Photo_Thomas_Universit_23c514e43521591bfbf9c44581e32b17

par Thomas DE KONINCK – répondant Jean-François MATTEI

Juillet 2004 – Cannes.

Conférence donnée dans le cadre de l’homme de l’année 2004 à Cannes : SAINT EXUPERY

Saint-Ex, un humaniste?

Il faut se méfier du mot «humanisme». Michel Foucault le rappelait, «il y a eu un humanisme qui se présentait comme critique du christianisme et de la religion en général; il y a eu un humanisme chrétien en opposition à un humanisme ascétique et beaucoup plus théocentrique (ceci au dix-septième siècle). Au dix-neuvième siècle, il y eut un humanisme méfiant, hostile et critique à l’égard de la science; et un autre qui plaçait [au contraire] son espoir dans cette même science. Le marxisme a été un humanisme, l’existentialisme, le personnalisme l’ont été aussi; il y eut un temps où on soutenait les valeurs humanistes représentées par le national-socialisme, et où les staliniens [eux-mêmes] disaient qu’ils étaient humanistes».

▶ [Consigne] Pouvez-vous recopier le passage de la conférence qui commence aux mots «Photo_Thomas_Universit_23c514e43521591bfbf9c44581e32b17» et s'arrête après «Saint-Ex, un humaniste?», en remplaçant «Saint-Ex» par «Saint-Exupéry» ?

▶ [Données fournies]
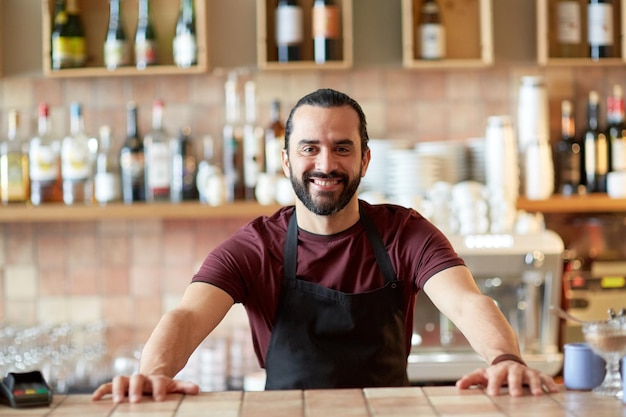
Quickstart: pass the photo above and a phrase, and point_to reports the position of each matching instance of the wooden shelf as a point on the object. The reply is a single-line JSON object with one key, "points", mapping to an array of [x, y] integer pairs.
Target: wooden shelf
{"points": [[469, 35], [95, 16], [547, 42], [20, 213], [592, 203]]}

...

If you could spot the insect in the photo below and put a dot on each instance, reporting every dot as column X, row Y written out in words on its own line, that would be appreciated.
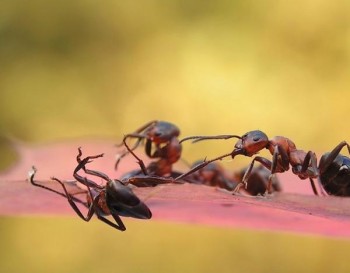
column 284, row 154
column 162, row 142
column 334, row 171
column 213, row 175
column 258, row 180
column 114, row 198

▶ [Corrigé]
Photo_Thomas_Universit_23c514e43521591bfbf9c44581e32b17

par Thomas DE KONINCK – répondant Jean-François MATTEI

Juillet 2004 – Cannes.

Conférence donnée dans le cadre de l’homme de l’année 2004 à Cannes : SAINT EXUPERY

Saint-Exupéry, un humaniste?